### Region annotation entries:
>> start

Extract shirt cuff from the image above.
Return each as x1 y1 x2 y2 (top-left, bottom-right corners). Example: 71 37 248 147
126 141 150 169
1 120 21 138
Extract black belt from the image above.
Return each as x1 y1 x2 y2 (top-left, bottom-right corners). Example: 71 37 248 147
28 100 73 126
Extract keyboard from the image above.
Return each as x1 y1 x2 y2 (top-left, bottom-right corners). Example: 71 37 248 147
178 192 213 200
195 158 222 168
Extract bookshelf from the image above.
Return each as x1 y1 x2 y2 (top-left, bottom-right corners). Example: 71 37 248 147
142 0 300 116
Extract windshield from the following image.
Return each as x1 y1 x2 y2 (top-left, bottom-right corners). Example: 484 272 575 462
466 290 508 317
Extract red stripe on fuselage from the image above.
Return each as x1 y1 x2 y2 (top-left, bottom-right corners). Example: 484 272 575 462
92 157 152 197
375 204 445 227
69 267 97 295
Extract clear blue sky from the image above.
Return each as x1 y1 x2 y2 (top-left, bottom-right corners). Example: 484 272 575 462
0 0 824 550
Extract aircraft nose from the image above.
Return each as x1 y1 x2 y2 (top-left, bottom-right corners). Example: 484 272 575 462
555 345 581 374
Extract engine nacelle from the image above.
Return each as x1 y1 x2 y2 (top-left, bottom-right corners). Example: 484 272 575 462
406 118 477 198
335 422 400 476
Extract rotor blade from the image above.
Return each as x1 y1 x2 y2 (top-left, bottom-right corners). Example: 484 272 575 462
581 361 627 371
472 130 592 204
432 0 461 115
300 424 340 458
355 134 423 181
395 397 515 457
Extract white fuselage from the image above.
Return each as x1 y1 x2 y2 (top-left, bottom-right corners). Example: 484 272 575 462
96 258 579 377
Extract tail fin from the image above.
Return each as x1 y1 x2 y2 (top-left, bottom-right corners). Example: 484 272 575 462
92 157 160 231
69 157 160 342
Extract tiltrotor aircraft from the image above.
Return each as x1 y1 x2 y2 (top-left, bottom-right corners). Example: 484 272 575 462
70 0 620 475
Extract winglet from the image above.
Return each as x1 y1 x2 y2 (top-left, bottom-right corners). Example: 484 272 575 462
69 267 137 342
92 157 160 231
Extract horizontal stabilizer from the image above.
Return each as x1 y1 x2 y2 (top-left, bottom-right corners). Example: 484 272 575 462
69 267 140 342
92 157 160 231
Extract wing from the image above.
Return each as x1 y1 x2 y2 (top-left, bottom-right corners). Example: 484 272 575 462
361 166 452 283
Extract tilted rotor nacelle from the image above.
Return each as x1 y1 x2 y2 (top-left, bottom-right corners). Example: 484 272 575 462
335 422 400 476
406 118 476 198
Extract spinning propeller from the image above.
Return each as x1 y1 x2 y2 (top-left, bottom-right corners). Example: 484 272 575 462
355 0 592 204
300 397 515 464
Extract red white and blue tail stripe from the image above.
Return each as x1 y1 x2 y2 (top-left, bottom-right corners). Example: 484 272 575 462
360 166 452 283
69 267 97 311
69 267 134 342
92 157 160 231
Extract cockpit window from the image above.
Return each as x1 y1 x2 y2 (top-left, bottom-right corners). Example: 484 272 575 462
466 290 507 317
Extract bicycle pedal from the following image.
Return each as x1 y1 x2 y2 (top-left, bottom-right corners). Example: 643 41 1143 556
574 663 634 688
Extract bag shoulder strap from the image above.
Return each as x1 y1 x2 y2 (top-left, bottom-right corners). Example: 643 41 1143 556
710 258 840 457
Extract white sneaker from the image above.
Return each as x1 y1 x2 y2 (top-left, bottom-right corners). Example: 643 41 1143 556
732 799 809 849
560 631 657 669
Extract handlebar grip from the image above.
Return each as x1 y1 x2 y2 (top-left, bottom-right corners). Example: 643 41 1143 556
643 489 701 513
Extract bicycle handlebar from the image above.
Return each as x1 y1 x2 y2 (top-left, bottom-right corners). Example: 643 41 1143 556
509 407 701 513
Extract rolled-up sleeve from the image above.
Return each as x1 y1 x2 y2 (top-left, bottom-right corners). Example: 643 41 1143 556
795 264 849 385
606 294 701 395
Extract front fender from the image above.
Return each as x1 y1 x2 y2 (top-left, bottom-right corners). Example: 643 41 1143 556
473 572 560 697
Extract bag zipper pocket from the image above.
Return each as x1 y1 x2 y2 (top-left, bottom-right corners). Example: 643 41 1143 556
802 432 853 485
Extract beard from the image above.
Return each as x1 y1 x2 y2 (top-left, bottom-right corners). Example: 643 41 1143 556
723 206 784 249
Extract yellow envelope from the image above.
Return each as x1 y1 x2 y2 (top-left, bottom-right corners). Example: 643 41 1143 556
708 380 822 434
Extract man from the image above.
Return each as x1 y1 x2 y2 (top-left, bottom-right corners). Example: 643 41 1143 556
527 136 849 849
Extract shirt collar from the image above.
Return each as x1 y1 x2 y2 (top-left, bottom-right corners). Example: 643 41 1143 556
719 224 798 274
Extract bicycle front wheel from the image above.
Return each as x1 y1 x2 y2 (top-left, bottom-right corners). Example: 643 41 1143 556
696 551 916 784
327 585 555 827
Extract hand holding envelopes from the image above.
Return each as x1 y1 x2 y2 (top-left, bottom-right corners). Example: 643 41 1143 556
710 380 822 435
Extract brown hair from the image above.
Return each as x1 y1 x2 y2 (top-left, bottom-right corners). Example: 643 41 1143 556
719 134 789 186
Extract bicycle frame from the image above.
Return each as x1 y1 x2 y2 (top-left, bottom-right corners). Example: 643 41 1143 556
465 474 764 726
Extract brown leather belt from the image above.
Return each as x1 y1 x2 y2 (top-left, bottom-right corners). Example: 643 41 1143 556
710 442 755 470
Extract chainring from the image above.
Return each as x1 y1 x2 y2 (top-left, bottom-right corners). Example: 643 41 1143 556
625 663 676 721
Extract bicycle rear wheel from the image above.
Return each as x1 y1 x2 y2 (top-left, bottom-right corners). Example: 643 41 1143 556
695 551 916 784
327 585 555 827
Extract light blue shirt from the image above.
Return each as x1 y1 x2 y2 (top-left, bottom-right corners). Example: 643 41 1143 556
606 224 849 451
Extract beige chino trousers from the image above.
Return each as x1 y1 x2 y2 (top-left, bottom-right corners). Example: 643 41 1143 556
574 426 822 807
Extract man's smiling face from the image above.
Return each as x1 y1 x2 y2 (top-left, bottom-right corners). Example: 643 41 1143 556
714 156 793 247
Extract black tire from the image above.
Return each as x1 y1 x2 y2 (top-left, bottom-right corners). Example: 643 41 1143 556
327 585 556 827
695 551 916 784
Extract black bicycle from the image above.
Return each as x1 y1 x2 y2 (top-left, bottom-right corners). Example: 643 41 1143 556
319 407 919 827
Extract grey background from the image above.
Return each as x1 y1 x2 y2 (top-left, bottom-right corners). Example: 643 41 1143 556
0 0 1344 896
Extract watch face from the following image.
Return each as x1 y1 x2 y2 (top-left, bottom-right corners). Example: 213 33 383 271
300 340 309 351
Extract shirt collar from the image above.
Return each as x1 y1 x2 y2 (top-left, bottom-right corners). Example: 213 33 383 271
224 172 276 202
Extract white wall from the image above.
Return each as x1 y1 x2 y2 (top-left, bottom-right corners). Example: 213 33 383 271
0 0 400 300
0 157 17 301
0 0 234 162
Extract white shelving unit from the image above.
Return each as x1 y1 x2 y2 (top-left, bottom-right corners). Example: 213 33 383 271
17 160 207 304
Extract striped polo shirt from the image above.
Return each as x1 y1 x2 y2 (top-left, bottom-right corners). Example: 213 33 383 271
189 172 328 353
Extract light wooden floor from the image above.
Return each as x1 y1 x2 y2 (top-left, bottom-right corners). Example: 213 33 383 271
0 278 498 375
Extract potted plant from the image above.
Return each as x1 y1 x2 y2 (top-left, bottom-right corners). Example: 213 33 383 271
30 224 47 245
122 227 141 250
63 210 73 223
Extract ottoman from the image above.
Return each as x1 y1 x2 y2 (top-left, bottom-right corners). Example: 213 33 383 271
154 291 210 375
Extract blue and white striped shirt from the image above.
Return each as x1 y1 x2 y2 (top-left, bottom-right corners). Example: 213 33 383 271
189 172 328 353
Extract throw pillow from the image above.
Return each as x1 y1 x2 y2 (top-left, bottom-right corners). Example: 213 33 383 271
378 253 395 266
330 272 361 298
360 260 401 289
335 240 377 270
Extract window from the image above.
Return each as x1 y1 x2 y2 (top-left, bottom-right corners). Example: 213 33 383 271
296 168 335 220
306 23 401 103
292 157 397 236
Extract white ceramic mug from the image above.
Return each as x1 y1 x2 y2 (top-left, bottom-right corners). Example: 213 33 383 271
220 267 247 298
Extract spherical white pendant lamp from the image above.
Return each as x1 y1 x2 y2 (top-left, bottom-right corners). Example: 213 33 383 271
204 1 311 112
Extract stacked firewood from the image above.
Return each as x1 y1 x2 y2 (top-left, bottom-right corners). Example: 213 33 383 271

>> end

### Problem to work on:
Convert the part of the records that opens with the line containing "Extract wing from the image above." and closes with the line containing "606 294 701 395" into a numbered list, leaving out any blank lines.

### Response:
1. Extract wing from the image above.
2. Return each as x1 y1 x2 y2 (top-left, bottom-right corners). Example: 484 272 575 462
3. 361 166 452 283
4. Extract tilted rotor nacelle from the image above.
5. Return each as x1 y1 x2 y2 (top-left, bottom-right corners). Example: 484 272 575 462
6. 335 422 400 476
7. 406 118 476 198
8. Extract spinning propeller from the image above.
9. Return each as x1 y1 x2 y2 (top-left, bottom-right corners). Example: 484 272 575 462
10. 355 0 592 204
11. 300 397 515 464
12. Extract red white and blue tail stripe from the image above.
13. Return each as x1 y1 x2 y2 (top-left, bottom-right corners). Example: 484 272 575 462
14. 360 166 452 283
15. 69 267 97 311
16. 69 267 134 342
17. 92 157 160 231
18. Extract cockpit window from the image above.
19. Return each as x1 y1 x2 y2 (top-left, bottom-right corners). Example: 484 272 575 462
20. 466 290 507 317
21. Extract bicycle pedal from the following image.
22. Return each as x1 y1 x2 y2 (top-left, bottom-right corners). Example: 643 41 1143 556
23. 574 663 634 688
24. Extract bag shoulder strap from the image above.
25. Return each as x1 y1 x2 y2 (top-left, bottom-right corners). Example: 643 41 1143 556
26. 710 258 840 457
27. Extract white sneaker from the image above.
28. Return each as x1 y1 x2 y2 (top-left, bottom-right corners). Example: 643 41 1143 556
29. 732 799 809 849
30. 560 631 657 669
31. Extract handlebar grip from the image above.
32. Return each as x1 y1 x2 y2 (top-left, bottom-right corners). Example: 643 41 1143 556
33. 643 489 701 513
34. Extract bicycle handlebar from the image above.
35. Return each as x1 y1 x2 y2 (top-left, bottom-right corners). Example: 643 41 1143 556
36. 509 407 701 513
37. Extract rolled-up sleeve from the image above.
38. Return each as x1 y1 x2 y2 (top-left, bottom-right corners). Example: 643 41 1143 556
39. 795 264 849 385
40. 606 294 701 395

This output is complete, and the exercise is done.